[Object point labels]
-- begin --
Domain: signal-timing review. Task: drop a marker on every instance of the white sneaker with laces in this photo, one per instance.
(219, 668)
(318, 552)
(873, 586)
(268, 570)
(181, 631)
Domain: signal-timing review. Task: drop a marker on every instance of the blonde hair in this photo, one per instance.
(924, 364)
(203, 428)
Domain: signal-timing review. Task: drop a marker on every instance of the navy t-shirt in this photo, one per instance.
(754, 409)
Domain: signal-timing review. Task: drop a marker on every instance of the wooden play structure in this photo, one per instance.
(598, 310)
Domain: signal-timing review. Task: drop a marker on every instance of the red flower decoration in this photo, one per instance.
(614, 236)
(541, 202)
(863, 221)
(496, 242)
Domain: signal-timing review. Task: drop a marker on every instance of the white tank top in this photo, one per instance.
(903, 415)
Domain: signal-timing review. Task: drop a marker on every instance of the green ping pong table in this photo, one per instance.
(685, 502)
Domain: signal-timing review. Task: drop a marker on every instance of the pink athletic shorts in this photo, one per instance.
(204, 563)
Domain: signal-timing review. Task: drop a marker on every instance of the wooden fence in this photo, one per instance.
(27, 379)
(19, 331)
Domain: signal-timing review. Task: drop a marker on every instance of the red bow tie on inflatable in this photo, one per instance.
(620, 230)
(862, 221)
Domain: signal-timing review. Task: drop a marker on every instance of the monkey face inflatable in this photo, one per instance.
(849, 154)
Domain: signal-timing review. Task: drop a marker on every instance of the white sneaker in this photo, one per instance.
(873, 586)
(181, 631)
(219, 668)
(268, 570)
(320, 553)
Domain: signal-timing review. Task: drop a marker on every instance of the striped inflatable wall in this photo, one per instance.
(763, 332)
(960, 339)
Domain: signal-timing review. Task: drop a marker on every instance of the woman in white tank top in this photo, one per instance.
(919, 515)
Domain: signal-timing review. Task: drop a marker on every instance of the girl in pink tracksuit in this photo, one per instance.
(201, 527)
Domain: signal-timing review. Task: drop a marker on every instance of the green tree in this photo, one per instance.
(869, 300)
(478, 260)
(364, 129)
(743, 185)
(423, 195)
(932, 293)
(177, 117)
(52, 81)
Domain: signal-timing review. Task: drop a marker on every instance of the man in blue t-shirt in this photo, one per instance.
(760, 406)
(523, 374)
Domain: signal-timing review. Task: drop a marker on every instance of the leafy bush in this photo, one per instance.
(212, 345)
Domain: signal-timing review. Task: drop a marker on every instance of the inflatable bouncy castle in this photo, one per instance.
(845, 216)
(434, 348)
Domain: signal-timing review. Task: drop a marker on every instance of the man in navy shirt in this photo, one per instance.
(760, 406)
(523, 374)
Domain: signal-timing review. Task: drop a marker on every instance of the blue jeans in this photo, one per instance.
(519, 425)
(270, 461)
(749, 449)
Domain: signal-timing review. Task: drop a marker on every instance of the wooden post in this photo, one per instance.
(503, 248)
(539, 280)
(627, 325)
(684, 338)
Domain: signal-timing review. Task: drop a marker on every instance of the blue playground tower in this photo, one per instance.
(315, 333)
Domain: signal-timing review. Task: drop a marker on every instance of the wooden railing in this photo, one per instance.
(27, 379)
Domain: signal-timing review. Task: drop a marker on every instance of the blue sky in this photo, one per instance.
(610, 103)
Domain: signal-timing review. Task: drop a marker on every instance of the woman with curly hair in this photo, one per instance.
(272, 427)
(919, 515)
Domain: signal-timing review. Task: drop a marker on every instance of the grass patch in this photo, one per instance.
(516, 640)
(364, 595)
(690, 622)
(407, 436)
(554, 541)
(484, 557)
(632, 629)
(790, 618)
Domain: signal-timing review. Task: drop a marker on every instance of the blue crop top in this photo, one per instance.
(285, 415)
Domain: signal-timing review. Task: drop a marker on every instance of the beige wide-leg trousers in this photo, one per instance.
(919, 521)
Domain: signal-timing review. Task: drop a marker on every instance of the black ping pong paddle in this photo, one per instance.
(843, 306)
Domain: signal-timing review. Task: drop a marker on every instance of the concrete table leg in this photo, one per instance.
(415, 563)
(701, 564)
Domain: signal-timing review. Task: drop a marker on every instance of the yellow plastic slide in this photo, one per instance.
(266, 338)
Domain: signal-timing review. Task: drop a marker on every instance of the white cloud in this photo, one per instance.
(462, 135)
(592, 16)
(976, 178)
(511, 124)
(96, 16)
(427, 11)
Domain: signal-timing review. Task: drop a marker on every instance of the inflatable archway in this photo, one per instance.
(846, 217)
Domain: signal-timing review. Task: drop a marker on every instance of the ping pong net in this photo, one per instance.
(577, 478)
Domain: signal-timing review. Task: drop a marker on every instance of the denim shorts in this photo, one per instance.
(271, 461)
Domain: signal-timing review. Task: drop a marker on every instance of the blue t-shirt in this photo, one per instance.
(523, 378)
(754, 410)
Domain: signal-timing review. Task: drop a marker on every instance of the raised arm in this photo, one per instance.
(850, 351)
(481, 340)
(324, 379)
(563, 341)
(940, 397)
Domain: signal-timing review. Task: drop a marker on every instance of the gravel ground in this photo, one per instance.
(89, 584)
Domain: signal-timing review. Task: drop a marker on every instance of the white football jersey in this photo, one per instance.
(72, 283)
-- end --
**Set problem**
Write out the entries above once more, without altering anything.

**The reply**
Domain: signal-timing review. Task: drop a marker on every instance of the white sneaker with laces in this photo, one per instance.
(219, 668)
(318, 552)
(873, 586)
(268, 570)
(181, 631)
Domain: signal-timing review. Task: drop a marker on every instance of the blonde hair in this photo, one per instance.
(924, 364)
(203, 428)
Domain: signal-timing review. Task: drop a marker on every instance of the navy t-shirt in this photo, one per instance.
(754, 409)
Domain: signal-timing review. Task: drop a marker on every instance of the wooden play structure in this photo, one per instance.
(598, 310)
Domain: signal-timing review. Task: drop a marker on every instance of the red flower decoration in this photo, one per instance.
(614, 236)
(541, 202)
(863, 221)
(496, 242)
Domain: signal-timing review. Task: drop a marker on every instance of the white tank top in this photo, one per instance.
(903, 415)
Domain: signal-timing review. Task: drop a marker on every instance of the green ping pong table in this photo, one per instance.
(685, 502)
Domain: signal-timing review. Task: drop a marker on every instance of the pink athletic shorts in this photo, one per instance.
(204, 563)
Domain: signal-timing review. Task: drop a marker on every instance of the wooden fence in this photo, one per instance.
(27, 379)
(19, 331)
Domain: signal-timing review. Task: drop a marker on every instance of the red bow tie on inflatable in this photo, one per instance.
(620, 230)
(862, 221)
Domain: signal-timing review. Task: drop a marker on every instance of the monkey face inflatable in this photo, one per instance.
(849, 154)
Domain: signal-timing review. Task: drop a marker on every instance of the white sneaker in this photo, one per instance.
(873, 586)
(181, 631)
(219, 668)
(268, 570)
(320, 553)
Domain: signal-timing review. Task: drop a marker on every instance of the striped inflatable wall in this photo, one per instance.
(763, 332)
(960, 339)
Domain: signal-timing review. Task: drop a marker on every instance of the woman in white tank top in this photo, one per instance.
(919, 515)
Domain: signal-timing review. Task: drop a marker on every instance of the girl in pink tracksuit in this photo, one per instance.
(201, 527)
Domain: signal-timing review. Task: drop a marker on every instance of the green tree in this photo, one per instance.
(869, 300)
(478, 260)
(364, 129)
(743, 185)
(423, 195)
(932, 293)
(177, 117)
(52, 81)
Domain: signal-timing review. Task: drop a marker on every instance of the man in blue t-shirt in this photo, one per instance.
(760, 406)
(523, 374)
Domain: signal-timing review. Task: drop a marker on every instance of the leafy bush in this photo, one per instance.
(212, 345)
Domain: signal-timing review. Task: drop a marker on every instance of the inflatable bouncy castle in this photo, one per instance.
(845, 216)
(434, 348)
Domain: signal-timing review. Task: drop a marker on every instance of the man in navy shirt in this photo, one per instance.
(760, 406)
(523, 374)
Domain: signal-timing review. Task: drop a marker on every instance of the blue jeans in this photo, one per instance.
(519, 425)
(270, 461)
(749, 449)
Domain: signal-timing review. Task: drop a marker on every instance of the wooden post in this photo, one per instance.
(503, 248)
(539, 280)
(627, 325)
(684, 338)
Domain: signal-timing review. Task: drop a marker on every instance of the blue playground tower in this photo, one per instance.
(315, 333)
Domain: signal-timing review. Task: drop a marker on every instance of the wooden railing in this photo, one per instance.
(27, 379)
Domain: signal-timing review. Task: drop a marker on every instance of the blue sky in this photo, one per instance.
(610, 103)
Domain: signal-timing review. Task: drop a marker on every instance of the woman with curly hair in this photo, one per instance.
(272, 427)
(919, 515)
Domain: signal-timing review. Task: drop a marker on every instance of the grass patch in this photo, one per instance.
(516, 640)
(364, 595)
(690, 622)
(407, 436)
(554, 541)
(484, 557)
(632, 629)
(790, 618)
Domain: signal-timing review. Task: drop a marker on every instance of the blue crop top in this photo, one per instance.
(285, 415)
Domain: signal-timing review. Task: drop a marker on every instance of the beige wide-leg trousers in this photo, one per instance.
(919, 521)
Domain: signal-timing review. Task: drop a marker on every instance of the black ping pong paddle in this photo, one per instance.
(843, 306)
Domain: signal-timing review. Task: drop a marker on every instance of the concrete table leg in this photo, one per instance.
(415, 563)
(701, 564)
Domain: signal-timing review. Task: drop a marker on every instance of the yellow plastic slide in this photo, one per instance.
(266, 338)
Domain: signal-timing review. Task: drop a marker on every instance of the white cloud in this photo, one per instance.
(462, 135)
(592, 16)
(976, 178)
(511, 124)
(96, 16)
(427, 11)
Domain: signal-timing review. Task: drop a marker on every instance of the inflatable archway in this photo, one per instance.
(846, 217)
Domain: signal-timing review. Task: drop a marker on every instance of the ping pong net in this photo, one per instance.
(577, 478)
Domain: signal-timing review. Task: drop a marker on every instance of the denim shorts in this photo, one per instance.
(271, 461)
Domain: signal-timing review. Task: drop a marker on every instance of the blue t-shirt in this photo, one per instance.
(523, 378)
(754, 410)
Domain: signal-timing review. Task: drop a marker on every instance of the raised arm in this photo, one per instance.
(850, 351)
(481, 340)
(324, 379)
(563, 341)
(940, 397)
Domain: signal-timing review. Task: drop a marker on every instance of the gravel ground in this photo, one per instance.
(89, 584)
Domain: signal-timing review. Task: drop a marker on every instance of the white football jersey in this photo, one per instance.
(72, 283)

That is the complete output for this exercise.